● STUDY QUESTIONS:
1/ Repeat the part of the Charger build text that begins at the words "Feeding the Hemi" and stops after "1 transmission controller.".
2/ Answer from the Charger build text:
(a) What flow rating does the in-tank fuel pump have?
(b) What controls the automatic transmission?
(c) What gears are used in the Moser Engineering Dana 60 rear differential?

======== GIVEN TEXT ========

Feeding the Hemi necessitated a Sniper Fuel Tank with an in-tank 255 LPH fuel pump (19-183), a Holley cast aluminum mid-sump oil pan (302-61), a Hays SFI flex plate (40-510), as well as Hooker Blackheart 1 7/8” long tube headers (BH2358) and a complete Hooker Blackheart 3” 304SS exhaust system (BH2361). The automatic employs a standalone Sound German Nag 1 transmission controller.
For most builds, that alone would be enough, but Holley wanted the Charger to ride as nicely as it now ran. So in partnering with fellow aftermarket industry leaders, Holley rebuilt the braking system using a Wilwood Dynalite Big Brake kit (12”) to clear the steel wheels (140-928-D), a Baer ReMaster series billet master cylinder and proportioning valve; Proforged steering components, a Hellwig front sway bar kit (5904), Ridetech HQ Series shocks and a complete Moser Engineering Dana 60 rear differential, using some highway-friendly 3:23 gears.

======== THE DATA ========

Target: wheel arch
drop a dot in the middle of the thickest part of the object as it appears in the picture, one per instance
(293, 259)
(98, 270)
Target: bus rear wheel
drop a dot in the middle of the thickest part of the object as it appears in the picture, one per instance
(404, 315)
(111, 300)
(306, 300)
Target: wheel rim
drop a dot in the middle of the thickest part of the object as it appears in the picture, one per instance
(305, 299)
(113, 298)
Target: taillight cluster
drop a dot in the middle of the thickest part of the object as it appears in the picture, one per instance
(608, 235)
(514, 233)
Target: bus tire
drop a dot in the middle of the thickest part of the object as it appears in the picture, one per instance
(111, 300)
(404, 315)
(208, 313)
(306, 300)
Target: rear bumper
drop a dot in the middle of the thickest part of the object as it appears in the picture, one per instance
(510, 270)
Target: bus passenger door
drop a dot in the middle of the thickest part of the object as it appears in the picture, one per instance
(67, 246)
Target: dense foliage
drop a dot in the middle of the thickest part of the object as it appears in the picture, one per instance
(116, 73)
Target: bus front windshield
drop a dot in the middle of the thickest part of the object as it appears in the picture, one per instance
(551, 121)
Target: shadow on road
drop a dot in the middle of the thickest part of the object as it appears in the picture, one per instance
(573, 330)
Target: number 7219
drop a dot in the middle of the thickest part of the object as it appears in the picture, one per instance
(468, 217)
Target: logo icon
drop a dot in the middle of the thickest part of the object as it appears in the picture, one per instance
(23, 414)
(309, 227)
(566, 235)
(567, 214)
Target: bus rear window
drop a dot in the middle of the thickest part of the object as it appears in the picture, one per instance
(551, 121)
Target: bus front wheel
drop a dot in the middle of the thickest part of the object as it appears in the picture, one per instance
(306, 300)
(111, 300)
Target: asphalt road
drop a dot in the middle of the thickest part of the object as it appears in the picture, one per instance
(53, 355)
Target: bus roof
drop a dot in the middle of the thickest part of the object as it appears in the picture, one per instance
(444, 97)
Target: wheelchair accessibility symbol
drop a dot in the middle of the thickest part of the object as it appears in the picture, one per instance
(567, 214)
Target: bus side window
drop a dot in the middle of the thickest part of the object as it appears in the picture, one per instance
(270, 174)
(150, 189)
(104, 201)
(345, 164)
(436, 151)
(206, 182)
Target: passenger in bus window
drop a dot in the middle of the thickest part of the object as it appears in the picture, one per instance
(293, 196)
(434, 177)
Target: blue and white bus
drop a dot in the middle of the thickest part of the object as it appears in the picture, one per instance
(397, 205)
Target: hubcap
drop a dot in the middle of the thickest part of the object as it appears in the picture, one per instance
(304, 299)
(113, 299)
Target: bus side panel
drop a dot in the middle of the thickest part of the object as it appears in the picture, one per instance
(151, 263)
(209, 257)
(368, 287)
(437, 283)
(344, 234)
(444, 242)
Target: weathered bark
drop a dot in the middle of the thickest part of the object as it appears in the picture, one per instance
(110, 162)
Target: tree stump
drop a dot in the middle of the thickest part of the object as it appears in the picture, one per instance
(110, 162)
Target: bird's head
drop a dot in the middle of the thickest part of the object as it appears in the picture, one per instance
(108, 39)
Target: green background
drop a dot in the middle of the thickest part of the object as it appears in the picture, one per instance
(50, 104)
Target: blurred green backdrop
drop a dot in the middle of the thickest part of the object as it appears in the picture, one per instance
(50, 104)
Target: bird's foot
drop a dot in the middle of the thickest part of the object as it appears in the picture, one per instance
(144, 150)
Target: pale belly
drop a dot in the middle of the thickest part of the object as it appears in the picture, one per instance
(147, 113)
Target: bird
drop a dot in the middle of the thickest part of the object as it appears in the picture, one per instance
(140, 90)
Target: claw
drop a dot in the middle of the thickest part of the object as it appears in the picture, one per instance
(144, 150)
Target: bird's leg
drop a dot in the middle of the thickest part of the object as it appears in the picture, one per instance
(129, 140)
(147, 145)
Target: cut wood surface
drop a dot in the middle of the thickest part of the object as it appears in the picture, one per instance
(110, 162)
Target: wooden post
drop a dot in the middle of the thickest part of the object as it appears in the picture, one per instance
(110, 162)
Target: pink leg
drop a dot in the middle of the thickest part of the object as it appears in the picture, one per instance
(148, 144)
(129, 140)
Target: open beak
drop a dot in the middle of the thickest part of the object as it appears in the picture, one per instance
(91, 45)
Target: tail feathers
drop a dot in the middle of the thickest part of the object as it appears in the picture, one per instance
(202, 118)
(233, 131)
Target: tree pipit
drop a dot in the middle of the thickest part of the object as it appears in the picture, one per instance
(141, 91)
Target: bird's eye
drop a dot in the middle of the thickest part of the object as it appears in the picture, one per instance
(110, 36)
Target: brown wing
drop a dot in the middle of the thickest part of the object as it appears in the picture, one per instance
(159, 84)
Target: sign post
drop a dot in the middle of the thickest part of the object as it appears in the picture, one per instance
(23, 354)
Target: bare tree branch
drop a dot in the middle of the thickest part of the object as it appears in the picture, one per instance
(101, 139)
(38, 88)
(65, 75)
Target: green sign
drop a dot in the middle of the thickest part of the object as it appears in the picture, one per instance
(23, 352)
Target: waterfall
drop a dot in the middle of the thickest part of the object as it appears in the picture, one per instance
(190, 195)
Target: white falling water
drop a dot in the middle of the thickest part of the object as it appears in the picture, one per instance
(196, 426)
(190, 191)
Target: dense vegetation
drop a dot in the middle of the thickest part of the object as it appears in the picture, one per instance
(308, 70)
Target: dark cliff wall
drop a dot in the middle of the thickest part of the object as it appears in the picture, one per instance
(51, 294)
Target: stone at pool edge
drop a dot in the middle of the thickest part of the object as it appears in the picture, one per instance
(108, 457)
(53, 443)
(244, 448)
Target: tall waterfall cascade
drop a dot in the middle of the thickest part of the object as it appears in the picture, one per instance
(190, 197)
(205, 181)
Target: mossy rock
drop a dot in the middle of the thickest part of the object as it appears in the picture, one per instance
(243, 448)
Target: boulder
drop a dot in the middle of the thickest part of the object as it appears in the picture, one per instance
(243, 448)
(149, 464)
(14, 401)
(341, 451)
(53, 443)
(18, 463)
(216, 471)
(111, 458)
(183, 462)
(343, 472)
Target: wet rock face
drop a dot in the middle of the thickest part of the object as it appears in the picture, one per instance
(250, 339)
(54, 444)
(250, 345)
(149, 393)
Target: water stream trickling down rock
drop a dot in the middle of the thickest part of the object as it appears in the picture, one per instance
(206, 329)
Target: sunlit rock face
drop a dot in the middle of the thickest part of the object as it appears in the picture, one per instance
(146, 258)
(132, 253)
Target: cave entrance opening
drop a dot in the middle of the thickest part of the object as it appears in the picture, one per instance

========

● ANSWER SECTION:
1/
Feeding the Hemi necessitated a Sniper Fuel Tank with an in-tank 255 LPH fuel pump (19-183), a Holley cast aluminum mid-sump oil pan (302-61), a Hays SFI flex plate (40-510), as well as Hooker Blackheart 1 7/8” long tube headers (BH2358) and a complete Hooker Blackheart 3” 304SS exhaust system (BH2361). The automatic employs a standalone Sound German Nag 1 transmission controller.

2/
(a) 255 LPH
(b) A standalone Sound German Nag 1 transmission controller
(c) Highway-friendly 3:23 gears